INPUT RECORDS:

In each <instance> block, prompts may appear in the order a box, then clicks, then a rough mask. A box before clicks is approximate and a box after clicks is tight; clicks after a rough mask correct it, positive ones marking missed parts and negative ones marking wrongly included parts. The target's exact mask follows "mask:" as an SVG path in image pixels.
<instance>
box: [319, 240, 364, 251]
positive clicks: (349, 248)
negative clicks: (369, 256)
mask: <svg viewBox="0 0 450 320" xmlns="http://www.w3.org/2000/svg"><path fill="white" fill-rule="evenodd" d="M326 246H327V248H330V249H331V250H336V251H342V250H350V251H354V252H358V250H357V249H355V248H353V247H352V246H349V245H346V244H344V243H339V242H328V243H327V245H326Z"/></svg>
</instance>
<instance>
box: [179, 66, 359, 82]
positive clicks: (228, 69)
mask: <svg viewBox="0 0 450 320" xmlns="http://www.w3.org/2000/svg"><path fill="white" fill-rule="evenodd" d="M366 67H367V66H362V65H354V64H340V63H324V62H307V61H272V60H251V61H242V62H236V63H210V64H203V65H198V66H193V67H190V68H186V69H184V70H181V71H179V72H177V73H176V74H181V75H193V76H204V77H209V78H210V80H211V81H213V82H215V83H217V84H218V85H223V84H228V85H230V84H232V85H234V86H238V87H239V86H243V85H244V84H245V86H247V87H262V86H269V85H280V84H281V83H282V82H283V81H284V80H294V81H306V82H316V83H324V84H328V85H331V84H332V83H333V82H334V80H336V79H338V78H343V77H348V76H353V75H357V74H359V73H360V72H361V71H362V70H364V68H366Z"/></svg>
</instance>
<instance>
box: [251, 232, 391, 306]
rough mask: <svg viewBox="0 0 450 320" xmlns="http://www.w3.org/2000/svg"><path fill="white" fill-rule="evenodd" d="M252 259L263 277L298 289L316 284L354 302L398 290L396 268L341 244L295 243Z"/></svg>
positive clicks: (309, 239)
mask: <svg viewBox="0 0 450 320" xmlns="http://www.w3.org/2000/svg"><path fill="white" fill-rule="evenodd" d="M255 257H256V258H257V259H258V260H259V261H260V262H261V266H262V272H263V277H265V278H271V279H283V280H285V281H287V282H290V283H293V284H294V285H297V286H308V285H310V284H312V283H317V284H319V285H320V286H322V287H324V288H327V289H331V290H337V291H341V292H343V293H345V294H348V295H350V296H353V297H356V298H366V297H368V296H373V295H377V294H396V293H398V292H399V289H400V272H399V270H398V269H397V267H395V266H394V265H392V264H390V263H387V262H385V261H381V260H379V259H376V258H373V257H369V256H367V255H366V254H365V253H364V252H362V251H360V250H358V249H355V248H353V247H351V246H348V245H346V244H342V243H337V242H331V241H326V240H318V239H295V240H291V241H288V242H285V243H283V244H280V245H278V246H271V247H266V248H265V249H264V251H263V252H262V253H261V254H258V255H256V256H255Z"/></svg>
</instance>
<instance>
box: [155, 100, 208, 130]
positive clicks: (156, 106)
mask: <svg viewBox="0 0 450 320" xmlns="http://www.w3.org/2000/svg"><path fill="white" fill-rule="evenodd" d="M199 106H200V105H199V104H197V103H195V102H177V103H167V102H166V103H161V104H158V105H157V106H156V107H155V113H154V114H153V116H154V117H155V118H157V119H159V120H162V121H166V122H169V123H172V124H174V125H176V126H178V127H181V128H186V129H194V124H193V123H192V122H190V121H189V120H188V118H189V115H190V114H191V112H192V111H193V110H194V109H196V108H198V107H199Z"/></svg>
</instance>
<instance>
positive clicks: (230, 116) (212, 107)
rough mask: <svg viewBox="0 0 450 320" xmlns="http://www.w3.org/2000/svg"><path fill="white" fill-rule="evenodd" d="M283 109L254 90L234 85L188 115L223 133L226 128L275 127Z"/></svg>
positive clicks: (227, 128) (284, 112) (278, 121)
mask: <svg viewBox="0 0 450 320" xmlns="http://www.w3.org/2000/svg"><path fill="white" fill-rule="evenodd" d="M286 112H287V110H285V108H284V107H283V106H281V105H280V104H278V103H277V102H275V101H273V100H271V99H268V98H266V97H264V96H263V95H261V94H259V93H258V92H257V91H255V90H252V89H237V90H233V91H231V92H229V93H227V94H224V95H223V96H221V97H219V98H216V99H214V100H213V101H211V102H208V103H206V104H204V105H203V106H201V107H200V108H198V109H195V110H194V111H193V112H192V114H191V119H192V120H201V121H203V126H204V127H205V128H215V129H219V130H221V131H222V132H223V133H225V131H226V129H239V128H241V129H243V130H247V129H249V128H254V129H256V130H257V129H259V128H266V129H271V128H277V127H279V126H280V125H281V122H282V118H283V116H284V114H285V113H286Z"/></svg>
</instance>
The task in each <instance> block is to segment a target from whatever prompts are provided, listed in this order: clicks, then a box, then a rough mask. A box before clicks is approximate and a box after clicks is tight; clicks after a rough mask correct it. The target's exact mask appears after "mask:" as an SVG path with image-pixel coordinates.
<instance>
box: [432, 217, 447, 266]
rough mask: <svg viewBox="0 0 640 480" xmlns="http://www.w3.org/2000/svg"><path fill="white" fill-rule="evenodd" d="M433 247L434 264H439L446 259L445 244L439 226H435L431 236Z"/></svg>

PROBLEM TO WORK ON:
The full set of records above is to be printed exactly as it appears.

WRITTEN ANSWER:
In each <instance> block, prompts may appear in the order a box, then clicks, then a rough mask. A box before clicks is approximate and a box after clicks is tight; clicks after a rough mask correct it, positive ones marking missed parts and negative ones marking wrongly included parts. The target's exact mask follows "mask:" as an SVG path in image pixels.
<instance>
box: [319, 240, 364, 251]
positive clicks: (349, 248)
negative clicks: (369, 256)
mask: <svg viewBox="0 0 450 320" xmlns="http://www.w3.org/2000/svg"><path fill="white" fill-rule="evenodd" d="M326 246H327V248H330V249H331V250H336V251H342V250H350V251H354V252H358V250H357V249H355V248H353V247H352V246H349V245H346V244H344V243H339V242H328V243H327V245H326Z"/></svg>
</instance>
<instance>
box: [179, 66, 359, 82]
positive clicks: (228, 69)
mask: <svg viewBox="0 0 450 320" xmlns="http://www.w3.org/2000/svg"><path fill="white" fill-rule="evenodd" d="M366 67H367V66H362V65H354V64H340V63H324V62H307V61H272V60H251V61H242V62H236V63H210V64H203V65H198V66H193V67H190V68H186V69H184V70H181V71H179V72H177V73H176V74H181V75H193V76H204V77H209V78H210V80H211V81H213V82H215V83H217V84H218V85H223V84H228V85H230V84H232V85H234V86H238V87H239V86H243V85H244V84H245V86H247V87H262V86H269V85H280V84H281V83H282V82H283V81H284V80H294V81H306V82H316V83H324V84H328V85H331V84H332V83H333V82H334V80H336V79H338V78H343V77H348V76H353V75H357V74H359V73H360V72H361V71H362V70H364V68H366Z"/></svg>
</instance>
<instance>
box: [251, 232, 391, 306]
rough mask: <svg viewBox="0 0 450 320" xmlns="http://www.w3.org/2000/svg"><path fill="white" fill-rule="evenodd" d="M252 259L263 277L298 289L316 284L354 302L398 290L396 268L341 244L295 243Z"/></svg>
positive clicks: (309, 239)
mask: <svg viewBox="0 0 450 320" xmlns="http://www.w3.org/2000/svg"><path fill="white" fill-rule="evenodd" d="M255 257H256V258H257V259H258V260H259V261H260V262H261V266H262V272H263V277H265V278H271V279H283V280H285V281H287V282H290V283H293V284H294V285H297V286H308V285H310V284H312V283H317V284H319V285H320V286H322V287H324V288H327V289H331V290H337V291H341V292H343V293H345V294H348V295H350V296H353V297H356V298H366V297H368V296H373V295H377V294H396V293H398V292H399V289H400V272H399V270H398V269H397V267H395V266H394V265H392V264H390V263H387V262H385V261H381V260H379V259H376V258H373V257H369V256H367V255H366V254H365V253H364V252H362V251H360V250H358V249H355V248H353V247H351V246H348V245H346V244H342V243H337V242H331V241H326V240H318V239H295V240H291V241H288V242H285V243H283V244H280V245H278V246H271V247H266V248H265V249H264V251H263V252H262V253H261V254H258V255H256V256H255Z"/></svg>
</instance>
<instance>
box: [155, 100, 208, 130]
positive clicks: (156, 106)
mask: <svg viewBox="0 0 450 320" xmlns="http://www.w3.org/2000/svg"><path fill="white" fill-rule="evenodd" d="M199 106H200V105H199V104H197V103H195V102H177V103H167V102H166V103H161V104H158V105H157V106H156V107H155V113H154V114H153V116H154V117H155V118H157V119H159V120H162V121H166V122H169V123H172V124H174V125H176V126H178V127H181V128H186V129H194V124H193V123H192V122H190V121H189V120H188V118H189V115H190V114H191V112H192V111H193V110H194V109H196V108H198V107H199Z"/></svg>
</instance>
<instance>
positive clicks: (230, 116) (212, 107)
rough mask: <svg viewBox="0 0 450 320" xmlns="http://www.w3.org/2000/svg"><path fill="white" fill-rule="evenodd" d="M283 109L254 90L234 85L188 115L223 133L226 128L275 127Z"/></svg>
positive clicks: (227, 128) (284, 112) (278, 121)
mask: <svg viewBox="0 0 450 320" xmlns="http://www.w3.org/2000/svg"><path fill="white" fill-rule="evenodd" d="M286 112H287V110H285V108H284V107H283V106H281V105H280V104H278V103H277V102H275V101H273V100H271V99H268V98H266V97H264V96H263V95H261V94H259V93H258V92H257V91H255V90H252V89H237V90H233V91H231V92H229V93H227V94H224V95H223V96H221V97H219V98H216V99H214V100H213V101H211V102H208V103H206V104H204V105H203V106H201V107H200V108H198V109H195V110H194V111H193V112H192V114H191V119H192V120H201V121H203V126H204V127H205V128H215V129H219V130H221V131H222V132H223V133H225V131H226V129H239V128H241V129H243V130H247V129H249V128H254V129H256V130H257V129H259V128H266V129H271V128H277V127H279V126H280V125H281V122H282V118H283V116H284V114H285V113H286Z"/></svg>
</instance>
The task in each <instance> block is to segment a target from whatever prompts are provided, listed in this order: clicks, then a box, then a rough mask. A box before clicks is approximate and a box after clicks is tight; clicks after a rough mask correct it. The target's exact mask appears after "mask:" as an SVG path with image-pixel coordinates.
<instance>
box: [432, 217, 447, 266]
rough mask: <svg viewBox="0 0 640 480" xmlns="http://www.w3.org/2000/svg"><path fill="white" fill-rule="evenodd" d="M433 247L434 264H439L446 259L445 244L439 226H435L431 236Z"/></svg>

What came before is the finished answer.